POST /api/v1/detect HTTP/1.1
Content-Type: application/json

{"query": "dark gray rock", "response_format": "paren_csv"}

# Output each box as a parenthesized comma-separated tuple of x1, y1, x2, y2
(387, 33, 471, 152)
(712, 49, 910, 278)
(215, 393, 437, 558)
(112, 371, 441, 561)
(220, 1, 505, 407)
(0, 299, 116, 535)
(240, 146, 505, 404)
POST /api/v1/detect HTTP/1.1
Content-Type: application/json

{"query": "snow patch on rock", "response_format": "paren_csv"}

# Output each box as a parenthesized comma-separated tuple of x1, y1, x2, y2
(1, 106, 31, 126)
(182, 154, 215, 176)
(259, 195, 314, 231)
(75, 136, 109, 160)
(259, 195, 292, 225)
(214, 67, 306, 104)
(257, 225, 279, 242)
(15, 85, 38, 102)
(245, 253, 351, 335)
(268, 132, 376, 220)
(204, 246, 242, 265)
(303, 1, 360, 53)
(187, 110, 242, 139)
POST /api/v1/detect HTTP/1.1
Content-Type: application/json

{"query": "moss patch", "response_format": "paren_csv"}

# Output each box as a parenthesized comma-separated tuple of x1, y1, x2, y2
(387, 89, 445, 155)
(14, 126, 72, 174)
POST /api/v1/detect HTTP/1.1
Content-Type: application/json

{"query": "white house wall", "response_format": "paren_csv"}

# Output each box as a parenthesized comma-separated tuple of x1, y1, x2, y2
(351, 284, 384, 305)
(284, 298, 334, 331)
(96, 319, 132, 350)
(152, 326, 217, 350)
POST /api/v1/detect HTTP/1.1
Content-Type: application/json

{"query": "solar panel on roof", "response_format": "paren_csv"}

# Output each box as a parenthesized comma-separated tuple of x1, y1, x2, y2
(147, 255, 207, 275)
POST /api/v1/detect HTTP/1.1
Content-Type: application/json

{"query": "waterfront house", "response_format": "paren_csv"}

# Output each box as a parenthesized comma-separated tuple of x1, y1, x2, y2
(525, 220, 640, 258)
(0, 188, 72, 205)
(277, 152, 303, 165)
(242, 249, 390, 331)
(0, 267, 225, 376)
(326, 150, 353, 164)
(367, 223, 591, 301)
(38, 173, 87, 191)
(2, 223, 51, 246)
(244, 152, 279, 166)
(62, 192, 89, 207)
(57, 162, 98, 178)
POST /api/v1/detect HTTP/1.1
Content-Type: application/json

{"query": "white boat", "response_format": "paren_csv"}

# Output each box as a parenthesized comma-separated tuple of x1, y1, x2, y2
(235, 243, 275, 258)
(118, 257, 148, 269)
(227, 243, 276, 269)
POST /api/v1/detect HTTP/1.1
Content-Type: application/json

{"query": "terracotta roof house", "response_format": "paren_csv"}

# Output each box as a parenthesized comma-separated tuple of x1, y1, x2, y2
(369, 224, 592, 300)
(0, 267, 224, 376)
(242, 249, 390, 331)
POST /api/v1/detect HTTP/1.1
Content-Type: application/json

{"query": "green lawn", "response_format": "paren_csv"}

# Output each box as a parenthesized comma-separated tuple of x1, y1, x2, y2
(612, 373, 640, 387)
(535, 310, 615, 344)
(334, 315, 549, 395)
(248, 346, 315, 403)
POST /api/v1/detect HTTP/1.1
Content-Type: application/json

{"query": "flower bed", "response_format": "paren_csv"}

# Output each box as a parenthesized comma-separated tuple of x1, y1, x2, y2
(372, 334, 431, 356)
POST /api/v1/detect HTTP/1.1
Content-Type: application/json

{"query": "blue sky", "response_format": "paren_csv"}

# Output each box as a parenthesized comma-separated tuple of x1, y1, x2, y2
----------------
# WORK INSTRUCTIONS
Show each line of the material where the word "query" occurs.

# FINISHED TASK
{"query": "dark gray rock", "response_format": "paren_csv"}
{"query": "snow patch on rock", "response_format": "paren_csv"}
{"query": "moss patch", "response_format": "paren_csv"}
{"query": "white house wall", "response_format": "paren_csv"}
{"query": "solar panel on roof", "response_format": "paren_csv"}
{"query": "waterfront house", "response_format": "paren_csv"}
{"query": "white boat", "response_format": "paren_csv"}
{"query": "terracotta roof house", "response_format": "paren_csv"}
{"query": "green lawn", "response_format": "paren_csv"}
{"query": "flower bed", "response_format": "paren_csv"}
{"query": "blue sky", "response_format": "paren_csv"}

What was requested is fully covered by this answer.